==== The data ====
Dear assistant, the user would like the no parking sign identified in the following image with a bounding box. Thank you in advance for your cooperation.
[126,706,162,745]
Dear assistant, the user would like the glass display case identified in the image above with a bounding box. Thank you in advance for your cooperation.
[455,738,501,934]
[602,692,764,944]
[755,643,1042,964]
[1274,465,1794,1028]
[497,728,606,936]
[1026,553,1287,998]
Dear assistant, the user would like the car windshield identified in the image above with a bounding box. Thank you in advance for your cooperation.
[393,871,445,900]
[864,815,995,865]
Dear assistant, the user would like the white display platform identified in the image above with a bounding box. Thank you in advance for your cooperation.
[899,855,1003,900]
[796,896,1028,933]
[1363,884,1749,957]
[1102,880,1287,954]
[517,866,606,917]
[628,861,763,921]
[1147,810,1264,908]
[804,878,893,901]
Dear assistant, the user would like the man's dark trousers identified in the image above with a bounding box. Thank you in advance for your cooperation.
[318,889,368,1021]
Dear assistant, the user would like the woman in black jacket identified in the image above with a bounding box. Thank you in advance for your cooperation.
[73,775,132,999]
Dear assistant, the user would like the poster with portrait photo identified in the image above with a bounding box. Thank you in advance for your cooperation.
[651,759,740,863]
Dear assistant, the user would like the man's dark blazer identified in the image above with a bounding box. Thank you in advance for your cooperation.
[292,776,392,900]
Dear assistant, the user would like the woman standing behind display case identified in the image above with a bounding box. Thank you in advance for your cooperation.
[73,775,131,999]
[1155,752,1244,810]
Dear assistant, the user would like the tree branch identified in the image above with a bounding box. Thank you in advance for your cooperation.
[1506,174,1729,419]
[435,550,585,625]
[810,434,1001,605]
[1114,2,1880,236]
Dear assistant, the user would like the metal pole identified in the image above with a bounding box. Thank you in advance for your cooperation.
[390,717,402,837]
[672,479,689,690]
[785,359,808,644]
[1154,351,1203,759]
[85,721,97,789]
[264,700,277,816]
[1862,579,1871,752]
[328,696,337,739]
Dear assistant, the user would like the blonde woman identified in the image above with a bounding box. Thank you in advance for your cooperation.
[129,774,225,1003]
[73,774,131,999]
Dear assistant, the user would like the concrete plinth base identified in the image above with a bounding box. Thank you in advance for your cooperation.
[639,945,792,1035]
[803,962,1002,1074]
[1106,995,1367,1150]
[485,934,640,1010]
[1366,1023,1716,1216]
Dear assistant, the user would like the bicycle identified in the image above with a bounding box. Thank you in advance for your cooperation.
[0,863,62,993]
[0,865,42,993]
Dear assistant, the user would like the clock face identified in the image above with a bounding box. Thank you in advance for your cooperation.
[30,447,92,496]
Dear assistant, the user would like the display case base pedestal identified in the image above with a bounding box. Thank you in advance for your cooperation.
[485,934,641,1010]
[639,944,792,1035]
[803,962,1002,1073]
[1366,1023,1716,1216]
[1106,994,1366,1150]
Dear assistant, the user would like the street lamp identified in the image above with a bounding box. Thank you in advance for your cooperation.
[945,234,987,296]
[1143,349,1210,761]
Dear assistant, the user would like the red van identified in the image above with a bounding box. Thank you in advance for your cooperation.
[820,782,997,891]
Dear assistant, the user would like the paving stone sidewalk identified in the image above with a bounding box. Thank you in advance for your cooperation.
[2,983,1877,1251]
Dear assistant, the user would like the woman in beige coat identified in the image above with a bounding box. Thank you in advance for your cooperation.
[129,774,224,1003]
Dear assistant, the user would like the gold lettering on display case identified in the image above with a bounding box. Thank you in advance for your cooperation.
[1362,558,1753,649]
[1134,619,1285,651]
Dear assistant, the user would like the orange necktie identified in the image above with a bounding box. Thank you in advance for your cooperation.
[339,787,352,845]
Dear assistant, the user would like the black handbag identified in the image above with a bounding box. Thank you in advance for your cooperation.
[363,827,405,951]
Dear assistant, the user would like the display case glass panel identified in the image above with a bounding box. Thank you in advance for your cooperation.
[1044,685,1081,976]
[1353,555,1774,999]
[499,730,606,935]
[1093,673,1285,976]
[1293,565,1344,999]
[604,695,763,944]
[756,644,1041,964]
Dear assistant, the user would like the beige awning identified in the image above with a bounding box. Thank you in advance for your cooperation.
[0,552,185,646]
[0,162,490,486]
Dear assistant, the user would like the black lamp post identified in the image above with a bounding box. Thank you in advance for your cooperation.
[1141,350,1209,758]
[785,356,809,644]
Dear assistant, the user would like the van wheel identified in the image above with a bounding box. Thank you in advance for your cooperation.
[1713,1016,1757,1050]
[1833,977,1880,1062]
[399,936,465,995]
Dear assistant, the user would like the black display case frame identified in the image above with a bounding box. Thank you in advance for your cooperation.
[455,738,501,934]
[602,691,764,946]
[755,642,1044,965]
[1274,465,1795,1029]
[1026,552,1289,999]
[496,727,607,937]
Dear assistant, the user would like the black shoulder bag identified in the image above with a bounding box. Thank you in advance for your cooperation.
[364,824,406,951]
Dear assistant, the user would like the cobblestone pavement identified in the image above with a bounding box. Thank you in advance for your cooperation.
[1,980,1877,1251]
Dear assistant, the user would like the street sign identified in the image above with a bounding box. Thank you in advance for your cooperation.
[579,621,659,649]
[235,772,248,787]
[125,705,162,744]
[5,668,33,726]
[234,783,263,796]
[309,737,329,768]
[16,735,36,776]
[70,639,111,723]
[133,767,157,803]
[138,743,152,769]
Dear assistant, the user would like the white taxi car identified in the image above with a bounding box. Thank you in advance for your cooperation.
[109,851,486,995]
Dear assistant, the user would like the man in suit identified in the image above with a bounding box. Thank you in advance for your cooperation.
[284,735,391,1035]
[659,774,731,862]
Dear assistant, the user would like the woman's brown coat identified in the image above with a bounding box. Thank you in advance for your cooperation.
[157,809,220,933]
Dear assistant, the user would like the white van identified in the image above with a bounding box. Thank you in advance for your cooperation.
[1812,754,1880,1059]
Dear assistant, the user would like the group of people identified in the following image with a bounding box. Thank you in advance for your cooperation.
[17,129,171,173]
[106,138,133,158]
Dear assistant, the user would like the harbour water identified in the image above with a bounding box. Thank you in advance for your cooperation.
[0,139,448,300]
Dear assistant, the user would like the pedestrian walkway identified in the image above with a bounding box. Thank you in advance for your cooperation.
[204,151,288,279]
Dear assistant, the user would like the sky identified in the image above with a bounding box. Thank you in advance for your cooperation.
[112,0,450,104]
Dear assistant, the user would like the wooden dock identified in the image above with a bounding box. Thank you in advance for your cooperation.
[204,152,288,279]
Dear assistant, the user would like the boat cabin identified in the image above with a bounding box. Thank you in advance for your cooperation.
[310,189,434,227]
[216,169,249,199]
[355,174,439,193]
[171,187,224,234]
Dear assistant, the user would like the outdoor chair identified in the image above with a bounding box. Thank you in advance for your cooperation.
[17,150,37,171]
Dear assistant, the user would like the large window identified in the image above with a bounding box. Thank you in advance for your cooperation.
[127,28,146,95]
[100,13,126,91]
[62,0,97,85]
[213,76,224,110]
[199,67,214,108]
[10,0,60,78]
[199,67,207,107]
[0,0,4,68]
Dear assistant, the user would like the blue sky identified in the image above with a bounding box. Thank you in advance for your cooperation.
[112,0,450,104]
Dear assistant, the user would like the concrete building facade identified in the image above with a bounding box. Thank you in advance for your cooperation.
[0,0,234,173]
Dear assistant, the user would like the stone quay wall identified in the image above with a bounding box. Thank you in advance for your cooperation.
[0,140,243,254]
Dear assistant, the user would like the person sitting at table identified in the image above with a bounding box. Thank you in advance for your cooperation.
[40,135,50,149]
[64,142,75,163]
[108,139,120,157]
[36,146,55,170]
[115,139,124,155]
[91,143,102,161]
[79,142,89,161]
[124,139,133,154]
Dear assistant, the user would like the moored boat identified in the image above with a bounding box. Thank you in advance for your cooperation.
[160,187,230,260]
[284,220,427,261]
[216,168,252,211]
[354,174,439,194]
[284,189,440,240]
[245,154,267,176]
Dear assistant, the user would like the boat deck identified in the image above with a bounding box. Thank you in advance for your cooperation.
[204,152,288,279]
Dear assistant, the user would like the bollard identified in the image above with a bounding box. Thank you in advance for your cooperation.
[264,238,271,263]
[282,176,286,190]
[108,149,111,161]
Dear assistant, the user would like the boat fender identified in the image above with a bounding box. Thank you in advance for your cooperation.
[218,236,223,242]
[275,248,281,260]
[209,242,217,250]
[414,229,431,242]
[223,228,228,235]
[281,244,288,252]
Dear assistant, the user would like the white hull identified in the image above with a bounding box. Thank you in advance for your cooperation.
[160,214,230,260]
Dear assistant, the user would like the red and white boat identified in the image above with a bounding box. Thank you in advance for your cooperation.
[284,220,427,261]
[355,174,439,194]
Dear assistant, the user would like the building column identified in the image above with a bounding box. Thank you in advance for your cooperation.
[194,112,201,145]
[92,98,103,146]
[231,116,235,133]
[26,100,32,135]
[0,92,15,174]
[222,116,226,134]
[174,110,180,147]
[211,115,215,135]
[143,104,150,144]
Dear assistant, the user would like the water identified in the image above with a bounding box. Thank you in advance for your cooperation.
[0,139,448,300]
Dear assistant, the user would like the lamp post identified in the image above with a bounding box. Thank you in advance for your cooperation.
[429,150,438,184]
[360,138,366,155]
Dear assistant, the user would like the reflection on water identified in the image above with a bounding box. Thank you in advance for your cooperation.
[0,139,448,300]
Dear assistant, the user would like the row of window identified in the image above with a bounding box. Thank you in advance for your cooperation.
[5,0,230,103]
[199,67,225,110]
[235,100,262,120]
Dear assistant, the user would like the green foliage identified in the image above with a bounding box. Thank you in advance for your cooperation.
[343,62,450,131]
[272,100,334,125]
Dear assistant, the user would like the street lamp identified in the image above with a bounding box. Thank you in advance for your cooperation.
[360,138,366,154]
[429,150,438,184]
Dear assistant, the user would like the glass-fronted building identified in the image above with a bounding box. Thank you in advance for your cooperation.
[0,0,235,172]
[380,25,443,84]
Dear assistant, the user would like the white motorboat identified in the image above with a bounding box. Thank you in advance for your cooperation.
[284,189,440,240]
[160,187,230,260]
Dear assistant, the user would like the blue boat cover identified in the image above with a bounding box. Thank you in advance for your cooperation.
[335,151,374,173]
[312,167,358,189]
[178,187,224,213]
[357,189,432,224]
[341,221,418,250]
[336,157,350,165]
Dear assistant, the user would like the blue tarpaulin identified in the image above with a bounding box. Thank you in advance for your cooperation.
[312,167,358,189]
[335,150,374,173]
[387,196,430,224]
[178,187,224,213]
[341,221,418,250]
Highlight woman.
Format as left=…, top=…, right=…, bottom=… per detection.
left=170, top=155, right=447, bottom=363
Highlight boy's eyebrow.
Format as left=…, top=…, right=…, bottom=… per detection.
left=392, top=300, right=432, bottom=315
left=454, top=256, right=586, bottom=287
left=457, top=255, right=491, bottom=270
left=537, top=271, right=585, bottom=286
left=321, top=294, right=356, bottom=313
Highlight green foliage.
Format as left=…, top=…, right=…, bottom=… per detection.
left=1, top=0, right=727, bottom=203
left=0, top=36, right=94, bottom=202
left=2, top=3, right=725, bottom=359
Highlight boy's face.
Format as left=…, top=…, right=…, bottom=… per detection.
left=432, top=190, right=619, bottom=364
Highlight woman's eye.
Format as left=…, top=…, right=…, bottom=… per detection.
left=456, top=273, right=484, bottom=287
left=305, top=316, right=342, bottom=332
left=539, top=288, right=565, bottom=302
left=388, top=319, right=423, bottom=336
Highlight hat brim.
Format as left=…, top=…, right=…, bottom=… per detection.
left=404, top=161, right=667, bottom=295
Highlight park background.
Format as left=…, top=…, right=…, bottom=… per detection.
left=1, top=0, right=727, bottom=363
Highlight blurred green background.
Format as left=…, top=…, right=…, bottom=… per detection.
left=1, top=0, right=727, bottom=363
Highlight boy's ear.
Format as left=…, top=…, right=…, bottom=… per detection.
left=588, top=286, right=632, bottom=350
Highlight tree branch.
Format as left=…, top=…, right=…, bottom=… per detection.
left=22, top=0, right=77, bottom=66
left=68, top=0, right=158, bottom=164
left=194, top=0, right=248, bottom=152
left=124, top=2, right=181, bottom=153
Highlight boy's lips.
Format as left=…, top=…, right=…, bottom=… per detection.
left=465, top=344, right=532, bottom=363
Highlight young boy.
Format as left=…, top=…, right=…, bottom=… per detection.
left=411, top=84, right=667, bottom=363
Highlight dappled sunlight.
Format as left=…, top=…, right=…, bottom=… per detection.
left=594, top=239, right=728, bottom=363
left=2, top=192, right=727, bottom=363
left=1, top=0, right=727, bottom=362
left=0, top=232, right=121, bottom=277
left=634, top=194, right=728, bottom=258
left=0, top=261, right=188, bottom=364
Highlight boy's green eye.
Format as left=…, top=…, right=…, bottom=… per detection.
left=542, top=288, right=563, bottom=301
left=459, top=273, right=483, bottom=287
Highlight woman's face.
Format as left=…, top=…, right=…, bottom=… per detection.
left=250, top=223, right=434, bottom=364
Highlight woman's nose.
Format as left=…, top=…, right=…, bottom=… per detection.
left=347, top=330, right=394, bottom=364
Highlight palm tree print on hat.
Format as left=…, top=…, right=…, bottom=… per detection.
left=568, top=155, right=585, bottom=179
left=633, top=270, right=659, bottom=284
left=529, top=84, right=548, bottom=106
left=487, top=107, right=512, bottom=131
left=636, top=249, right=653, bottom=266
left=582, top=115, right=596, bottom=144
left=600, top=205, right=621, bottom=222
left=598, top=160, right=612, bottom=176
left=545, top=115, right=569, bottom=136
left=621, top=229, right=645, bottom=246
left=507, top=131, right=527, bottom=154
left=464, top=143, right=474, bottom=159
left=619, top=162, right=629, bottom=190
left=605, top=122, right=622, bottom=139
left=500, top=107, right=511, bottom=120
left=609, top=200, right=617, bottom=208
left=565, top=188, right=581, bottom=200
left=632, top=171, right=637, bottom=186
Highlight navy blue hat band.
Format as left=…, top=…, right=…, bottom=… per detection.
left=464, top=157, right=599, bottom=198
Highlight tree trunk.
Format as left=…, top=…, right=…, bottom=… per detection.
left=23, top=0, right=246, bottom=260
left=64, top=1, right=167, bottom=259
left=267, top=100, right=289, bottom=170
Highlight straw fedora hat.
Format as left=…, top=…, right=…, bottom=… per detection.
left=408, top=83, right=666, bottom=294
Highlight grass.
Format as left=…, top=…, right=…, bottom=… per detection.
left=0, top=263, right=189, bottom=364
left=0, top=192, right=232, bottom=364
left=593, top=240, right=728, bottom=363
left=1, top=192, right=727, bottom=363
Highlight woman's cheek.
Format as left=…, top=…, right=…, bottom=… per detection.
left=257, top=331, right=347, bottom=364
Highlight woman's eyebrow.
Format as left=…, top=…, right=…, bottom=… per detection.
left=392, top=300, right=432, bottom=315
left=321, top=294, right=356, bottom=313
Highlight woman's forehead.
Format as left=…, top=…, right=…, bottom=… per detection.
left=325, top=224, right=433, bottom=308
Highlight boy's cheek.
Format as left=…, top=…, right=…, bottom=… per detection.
====
• [Exercise description]:
The response should contain only a verbatim copy of the lines from the line with "Highlight grass." to the final line of the records.

• [Problem solution]:
Highlight grass.
Format as left=…, top=…, right=…, bottom=… per detection.
left=0, top=263, right=189, bottom=364
left=0, top=192, right=232, bottom=364
left=593, top=240, right=728, bottom=363
left=1, top=192, right=727, bottom=363
Highlight woman's cheek.
Format as left=…, top=…, right=…, bottom=… per detection.
left=257, top=331, right=347, bottom=364
Highlight woman's eyebrow.
Format as left=…, top=…, right=…, bottom=… per detection.
left=392, top=300, right=432, bottom=315
left=321, top=294, right=356, bottom=313
Highlight woman's forehead.
Format as left=…, top=…, right=…, bottom=… per detection.
left=325, top=224, right=433, bottom=308
Highlight boy's cheek.
Format as left=…, top=…, right=…, bottom=… per detection.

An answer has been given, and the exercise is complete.